■ **Описание задачи**
Переведите на английский язык это предложение из отрывка о парижских автобусах: «У автобусов с пассажирами вечный и трогательный роман.»

■ **Исходный текст**
********************

На иных остановах водитель зажигает специальные огни, включает звуковой предупредительный сигнал, выдвигается специальный металлический подиум, и все молча и почтительно ждут, когда человек на электрической инвалидной коляске неторопливо вкатится в автобус, чтобы ехать среди людей, улыбаться, чувствуя себя такими же, как и все они – парижские пассажиры. Никто не выражает сочувствия, напротив, вот какой-то юноша сказал, весело и уважительно, своему сверстнику в коляске: «Классная у тебя колымага!» И начал увлеченно обсуждать с колясочником достоинства и особенности его отличного самоходного кресла. Во Франции не разговаривают с инвалидами с жалостью, не глядят на них сочувственно. Невозможно, неприлично. Инвалид такой же человек, как другие. И поэтому их много на улицах, они могут передвигаться, на них смотрят как на равных, они не заперты в домах, не отделены от жизни. Их весело, без унижающего подчеркнутого внимания обслужат в кафе и магазине: они – как все.
У автобусов с пассажирами вечный и трогательный роман.
То R. A. T. P. затевает воспитательную кампанию, непременно в иронической форме, с наивным и трогательным юмором сообщая клиентам: «Улыбайтесь, вас снимают. Для вашего покоя и безопасности автобус оборудован телекамерами с записывающими устройствами», «Спасибо, что вы вошли в переднюю дверь». Или завлекает пассажиров афишей спектакля или выставки, расположенных по пути следования автобуса: «Нам это понравилось, мы отвезем вас туда». А то вывешивает наивные и смешные картинки, которые должны пристыдить невежливых путешественников.
Авеню Клебер, Елисейские Поля, площадь Звезды. В свое время ее переименовали в площадь Де Голля. Парижане не то чтобы воспротивились, но получилось как-то так, что название теперь звучит дипломатично: «Charle De Gaulle – toile».
«Ах, как это банально, какое туристическое место, французы, и тем более парижане, не гуляют по Елисейским Полям!» Ироничная француженка спросила меня: «Неужели же вам не противно гулять по Елисейским Полям? Туристы, зеваки, нувориши, витрины для нетребовательных богачей!» Смотря на что смотреть. Многие дома и кафе будят воспоминания, декабрьскими вечерами скромная, но милая иллюминация веселит глаза, много радостных улыбок, здесь праздник. Конечно, это витрина Парижа, но «поражен бывает мельком свет ее лица необщим выраженьем…» (Баратынский). Надобно лишь смотреть и видеть. А сколько грандиозных панорам распахивается с Елисейских Полей – ради одного лишь триумфального вида на эспланаду Инвалидов стоит прийти сюда!

********************

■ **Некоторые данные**

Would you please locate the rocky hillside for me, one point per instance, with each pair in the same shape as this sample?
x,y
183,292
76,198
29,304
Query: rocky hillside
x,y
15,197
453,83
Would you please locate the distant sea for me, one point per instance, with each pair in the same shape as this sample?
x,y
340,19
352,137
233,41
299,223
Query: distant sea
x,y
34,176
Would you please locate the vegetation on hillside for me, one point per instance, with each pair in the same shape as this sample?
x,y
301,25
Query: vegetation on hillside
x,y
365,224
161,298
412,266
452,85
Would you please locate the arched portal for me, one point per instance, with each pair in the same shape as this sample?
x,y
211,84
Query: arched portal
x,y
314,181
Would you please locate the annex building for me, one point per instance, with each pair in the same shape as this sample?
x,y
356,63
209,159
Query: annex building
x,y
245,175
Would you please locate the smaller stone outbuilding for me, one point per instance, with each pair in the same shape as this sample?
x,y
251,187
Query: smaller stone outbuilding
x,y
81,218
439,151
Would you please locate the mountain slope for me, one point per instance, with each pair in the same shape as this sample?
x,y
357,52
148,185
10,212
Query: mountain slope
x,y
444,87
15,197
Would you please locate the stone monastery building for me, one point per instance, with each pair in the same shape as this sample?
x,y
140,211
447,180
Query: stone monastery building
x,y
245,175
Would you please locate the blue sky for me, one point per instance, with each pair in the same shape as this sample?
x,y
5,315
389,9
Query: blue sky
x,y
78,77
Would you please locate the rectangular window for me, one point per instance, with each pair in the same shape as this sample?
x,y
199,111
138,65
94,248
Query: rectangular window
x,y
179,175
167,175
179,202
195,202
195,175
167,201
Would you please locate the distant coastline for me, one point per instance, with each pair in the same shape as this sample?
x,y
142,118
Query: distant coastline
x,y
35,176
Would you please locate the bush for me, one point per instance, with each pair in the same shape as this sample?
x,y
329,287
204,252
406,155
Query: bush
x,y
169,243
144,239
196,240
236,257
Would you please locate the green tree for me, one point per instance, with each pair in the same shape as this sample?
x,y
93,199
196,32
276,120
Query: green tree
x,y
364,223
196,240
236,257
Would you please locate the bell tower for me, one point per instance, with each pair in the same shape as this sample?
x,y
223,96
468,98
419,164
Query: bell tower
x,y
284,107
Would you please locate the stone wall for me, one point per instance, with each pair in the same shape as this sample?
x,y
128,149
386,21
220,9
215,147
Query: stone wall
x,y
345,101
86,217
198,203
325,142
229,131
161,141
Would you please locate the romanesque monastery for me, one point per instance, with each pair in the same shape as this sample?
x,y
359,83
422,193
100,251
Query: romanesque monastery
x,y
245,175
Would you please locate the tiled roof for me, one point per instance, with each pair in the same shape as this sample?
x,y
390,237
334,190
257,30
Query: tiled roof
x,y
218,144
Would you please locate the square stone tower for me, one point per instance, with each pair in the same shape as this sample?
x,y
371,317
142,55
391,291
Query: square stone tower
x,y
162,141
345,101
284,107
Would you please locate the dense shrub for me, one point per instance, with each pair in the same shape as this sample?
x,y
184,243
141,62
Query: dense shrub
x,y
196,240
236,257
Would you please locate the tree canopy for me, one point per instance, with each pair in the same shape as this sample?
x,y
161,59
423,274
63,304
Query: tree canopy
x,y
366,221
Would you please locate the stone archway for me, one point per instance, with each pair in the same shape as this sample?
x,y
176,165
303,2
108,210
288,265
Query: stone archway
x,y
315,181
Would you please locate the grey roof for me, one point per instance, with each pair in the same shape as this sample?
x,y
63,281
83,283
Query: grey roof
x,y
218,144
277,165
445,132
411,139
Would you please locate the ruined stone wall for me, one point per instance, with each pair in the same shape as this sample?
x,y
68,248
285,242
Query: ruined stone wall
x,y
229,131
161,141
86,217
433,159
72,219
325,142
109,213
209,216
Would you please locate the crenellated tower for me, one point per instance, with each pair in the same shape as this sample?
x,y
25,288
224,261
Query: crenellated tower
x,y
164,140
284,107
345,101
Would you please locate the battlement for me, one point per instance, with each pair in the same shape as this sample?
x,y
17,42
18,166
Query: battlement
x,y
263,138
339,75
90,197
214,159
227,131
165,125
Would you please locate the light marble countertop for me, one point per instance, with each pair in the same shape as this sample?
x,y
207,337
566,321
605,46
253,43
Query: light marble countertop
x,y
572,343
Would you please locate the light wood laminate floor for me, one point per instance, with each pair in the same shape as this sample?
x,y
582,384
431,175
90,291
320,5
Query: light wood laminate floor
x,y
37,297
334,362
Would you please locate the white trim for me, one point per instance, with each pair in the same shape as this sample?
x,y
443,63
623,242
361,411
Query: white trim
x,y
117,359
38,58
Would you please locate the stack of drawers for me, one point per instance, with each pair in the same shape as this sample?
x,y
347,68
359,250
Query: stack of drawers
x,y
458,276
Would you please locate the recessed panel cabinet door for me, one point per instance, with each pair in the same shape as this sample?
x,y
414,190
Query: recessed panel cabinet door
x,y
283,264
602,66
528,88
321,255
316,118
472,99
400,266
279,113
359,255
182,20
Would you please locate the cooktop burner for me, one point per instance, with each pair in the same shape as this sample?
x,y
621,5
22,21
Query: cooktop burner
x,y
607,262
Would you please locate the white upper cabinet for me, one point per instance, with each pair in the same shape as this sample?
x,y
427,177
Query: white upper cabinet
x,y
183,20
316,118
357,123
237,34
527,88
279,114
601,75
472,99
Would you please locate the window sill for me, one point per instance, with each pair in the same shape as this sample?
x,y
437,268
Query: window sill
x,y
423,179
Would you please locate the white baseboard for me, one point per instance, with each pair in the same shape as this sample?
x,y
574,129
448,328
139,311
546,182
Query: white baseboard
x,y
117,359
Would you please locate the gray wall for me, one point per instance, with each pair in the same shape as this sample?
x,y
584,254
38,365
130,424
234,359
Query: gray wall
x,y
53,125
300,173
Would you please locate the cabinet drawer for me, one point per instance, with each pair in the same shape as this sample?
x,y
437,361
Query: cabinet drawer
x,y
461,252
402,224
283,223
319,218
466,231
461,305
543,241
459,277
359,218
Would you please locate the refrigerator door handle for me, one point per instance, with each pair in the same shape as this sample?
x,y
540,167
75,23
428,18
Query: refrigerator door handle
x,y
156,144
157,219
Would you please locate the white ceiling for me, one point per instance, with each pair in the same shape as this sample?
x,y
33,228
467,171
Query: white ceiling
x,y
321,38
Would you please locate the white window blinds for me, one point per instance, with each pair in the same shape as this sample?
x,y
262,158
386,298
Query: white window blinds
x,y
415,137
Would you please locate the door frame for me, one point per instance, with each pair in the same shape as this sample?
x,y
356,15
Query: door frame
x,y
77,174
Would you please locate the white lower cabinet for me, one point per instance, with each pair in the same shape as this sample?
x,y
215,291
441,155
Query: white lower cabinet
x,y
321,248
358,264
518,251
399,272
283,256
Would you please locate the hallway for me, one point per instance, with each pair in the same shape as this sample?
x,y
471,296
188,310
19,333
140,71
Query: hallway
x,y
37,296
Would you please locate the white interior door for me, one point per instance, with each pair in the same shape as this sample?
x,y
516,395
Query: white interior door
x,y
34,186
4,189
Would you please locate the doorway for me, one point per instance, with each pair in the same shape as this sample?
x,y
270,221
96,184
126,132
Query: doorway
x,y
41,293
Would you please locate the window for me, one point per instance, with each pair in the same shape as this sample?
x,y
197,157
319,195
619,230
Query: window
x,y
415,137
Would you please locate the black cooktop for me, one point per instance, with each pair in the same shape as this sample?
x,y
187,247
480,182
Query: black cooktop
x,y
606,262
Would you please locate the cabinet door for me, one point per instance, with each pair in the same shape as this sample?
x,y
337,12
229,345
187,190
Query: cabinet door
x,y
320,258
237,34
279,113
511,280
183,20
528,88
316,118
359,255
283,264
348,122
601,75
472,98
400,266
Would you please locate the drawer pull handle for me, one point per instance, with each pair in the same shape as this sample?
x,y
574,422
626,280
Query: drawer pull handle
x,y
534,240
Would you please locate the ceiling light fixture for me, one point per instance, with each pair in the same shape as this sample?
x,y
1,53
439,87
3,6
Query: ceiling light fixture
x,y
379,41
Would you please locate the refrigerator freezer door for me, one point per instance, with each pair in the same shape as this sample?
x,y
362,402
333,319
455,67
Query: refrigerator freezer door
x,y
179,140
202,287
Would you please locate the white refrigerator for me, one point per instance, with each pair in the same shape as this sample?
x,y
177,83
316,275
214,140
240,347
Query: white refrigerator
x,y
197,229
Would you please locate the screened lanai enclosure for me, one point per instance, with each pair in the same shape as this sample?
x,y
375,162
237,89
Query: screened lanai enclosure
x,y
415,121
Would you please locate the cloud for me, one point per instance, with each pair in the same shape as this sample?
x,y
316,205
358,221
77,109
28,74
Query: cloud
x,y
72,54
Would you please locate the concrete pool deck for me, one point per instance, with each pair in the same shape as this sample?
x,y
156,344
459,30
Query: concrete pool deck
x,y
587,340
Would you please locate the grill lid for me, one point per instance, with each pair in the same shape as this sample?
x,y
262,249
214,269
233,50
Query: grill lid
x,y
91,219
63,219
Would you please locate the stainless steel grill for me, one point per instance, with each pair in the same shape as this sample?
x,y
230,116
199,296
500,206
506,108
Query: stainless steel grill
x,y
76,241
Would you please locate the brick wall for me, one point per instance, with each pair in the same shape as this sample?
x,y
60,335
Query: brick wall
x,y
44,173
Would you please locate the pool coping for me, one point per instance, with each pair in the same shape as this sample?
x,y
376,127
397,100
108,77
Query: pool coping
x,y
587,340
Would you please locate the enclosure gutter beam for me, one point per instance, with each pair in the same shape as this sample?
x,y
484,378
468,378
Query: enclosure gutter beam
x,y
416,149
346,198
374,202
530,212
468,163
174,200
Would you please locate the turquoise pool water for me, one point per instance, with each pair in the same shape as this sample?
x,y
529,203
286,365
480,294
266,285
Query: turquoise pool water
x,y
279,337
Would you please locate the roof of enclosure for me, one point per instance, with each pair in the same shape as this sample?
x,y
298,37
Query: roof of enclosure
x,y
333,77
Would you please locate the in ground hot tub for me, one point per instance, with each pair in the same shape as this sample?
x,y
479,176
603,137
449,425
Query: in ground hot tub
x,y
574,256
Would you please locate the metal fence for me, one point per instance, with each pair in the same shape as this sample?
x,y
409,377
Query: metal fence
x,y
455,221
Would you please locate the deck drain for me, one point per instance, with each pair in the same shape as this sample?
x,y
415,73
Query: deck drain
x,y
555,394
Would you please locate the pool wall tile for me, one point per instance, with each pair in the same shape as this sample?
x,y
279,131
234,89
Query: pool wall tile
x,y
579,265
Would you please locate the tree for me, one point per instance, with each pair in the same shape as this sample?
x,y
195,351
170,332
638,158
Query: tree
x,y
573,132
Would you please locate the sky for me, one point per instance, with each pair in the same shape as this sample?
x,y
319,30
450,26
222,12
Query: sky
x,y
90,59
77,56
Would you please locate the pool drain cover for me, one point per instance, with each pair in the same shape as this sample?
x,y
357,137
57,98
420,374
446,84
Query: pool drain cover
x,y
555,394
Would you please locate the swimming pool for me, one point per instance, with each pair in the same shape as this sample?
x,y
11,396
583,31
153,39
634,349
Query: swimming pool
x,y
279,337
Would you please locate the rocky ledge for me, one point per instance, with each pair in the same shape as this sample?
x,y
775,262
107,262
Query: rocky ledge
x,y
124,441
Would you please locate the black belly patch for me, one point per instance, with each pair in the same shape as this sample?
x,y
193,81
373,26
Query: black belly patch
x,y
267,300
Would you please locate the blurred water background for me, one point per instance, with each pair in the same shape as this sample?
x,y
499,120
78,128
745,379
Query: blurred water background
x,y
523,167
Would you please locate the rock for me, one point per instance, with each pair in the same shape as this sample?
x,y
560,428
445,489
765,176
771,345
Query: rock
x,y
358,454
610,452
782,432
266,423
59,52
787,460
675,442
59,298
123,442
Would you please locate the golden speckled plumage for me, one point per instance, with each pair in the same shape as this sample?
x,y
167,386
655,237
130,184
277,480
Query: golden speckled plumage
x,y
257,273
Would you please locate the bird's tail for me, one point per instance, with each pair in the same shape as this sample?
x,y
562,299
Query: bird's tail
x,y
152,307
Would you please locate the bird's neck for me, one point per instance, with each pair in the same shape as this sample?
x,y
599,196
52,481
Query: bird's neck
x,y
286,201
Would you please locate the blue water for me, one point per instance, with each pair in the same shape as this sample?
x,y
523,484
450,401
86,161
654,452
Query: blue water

********************

■ **Результат**
Buses have an eternal and touching romance with their passengers.